_Action item_
Which lines run from the one containing "Target: purple flowering shrub" through the end of the material? Transcribe them word for word, and only them.
━━━━━ Data in this exercise ━━━━━
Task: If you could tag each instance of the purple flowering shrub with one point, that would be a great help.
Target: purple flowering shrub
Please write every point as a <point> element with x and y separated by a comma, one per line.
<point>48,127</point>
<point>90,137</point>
━━━━━
_Result of this exercise_
Target: purple flowering shrub
Please write every point as a <point> element with x and y separated by a comma, one per line.
<point>48,127</point>
<point>90,137</point>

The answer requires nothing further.